## Supplied records:
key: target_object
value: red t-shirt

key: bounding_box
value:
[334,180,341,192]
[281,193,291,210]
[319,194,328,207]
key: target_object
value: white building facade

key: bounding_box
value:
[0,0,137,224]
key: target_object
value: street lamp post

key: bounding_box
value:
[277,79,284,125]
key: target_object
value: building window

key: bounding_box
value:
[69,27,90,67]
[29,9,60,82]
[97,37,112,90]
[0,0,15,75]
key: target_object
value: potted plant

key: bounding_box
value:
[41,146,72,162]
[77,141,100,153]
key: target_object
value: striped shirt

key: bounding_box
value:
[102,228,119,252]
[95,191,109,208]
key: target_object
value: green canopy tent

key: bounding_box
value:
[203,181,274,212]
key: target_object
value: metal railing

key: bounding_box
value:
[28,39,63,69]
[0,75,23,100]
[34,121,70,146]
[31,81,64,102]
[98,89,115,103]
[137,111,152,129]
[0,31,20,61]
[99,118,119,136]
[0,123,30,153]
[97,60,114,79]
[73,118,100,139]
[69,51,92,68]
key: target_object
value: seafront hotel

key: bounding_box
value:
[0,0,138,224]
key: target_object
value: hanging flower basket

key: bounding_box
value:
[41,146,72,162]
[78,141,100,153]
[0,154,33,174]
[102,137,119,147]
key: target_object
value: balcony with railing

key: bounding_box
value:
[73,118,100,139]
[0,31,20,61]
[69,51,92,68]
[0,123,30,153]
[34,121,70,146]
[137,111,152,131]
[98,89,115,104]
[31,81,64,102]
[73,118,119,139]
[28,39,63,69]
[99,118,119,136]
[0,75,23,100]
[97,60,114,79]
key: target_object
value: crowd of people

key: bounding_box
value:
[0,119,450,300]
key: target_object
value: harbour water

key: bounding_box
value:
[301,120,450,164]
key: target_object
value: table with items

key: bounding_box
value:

## Stated task:
Retype the listing above exactly, from its first line through the line that contains "[203,181,274,212]", including both of those lines.

## Right answer:
key: target_object
value: red t-shirt

key: bounding_box
value:
[334,180,341,192]
[281,193,291,210]
[319,194,328,207]
key: target_object
value: white building facade

key: bounding_box
value:
[0,0,137,224]
key: target_object
value: street lamp post

key: bounding_box
value:
[277,79,284,125]
key: target_object
value: building window

key: bounding_box
value:
[69,27,90,67]
[29,9,60,82]
[97,37,112,90]
[0,0,15,75]
key: target_object
value: potted plant

key: bounding_box
value:
[41,146,72,162]
[77,141,100,153]
key: target_object
value: striped shirt

key: bounding_box
value:
[102,228,119,252]
[95,191,109,208]
key: target_object
value: green canopy tent

key: bounding_box
value:
[203,181,274,212]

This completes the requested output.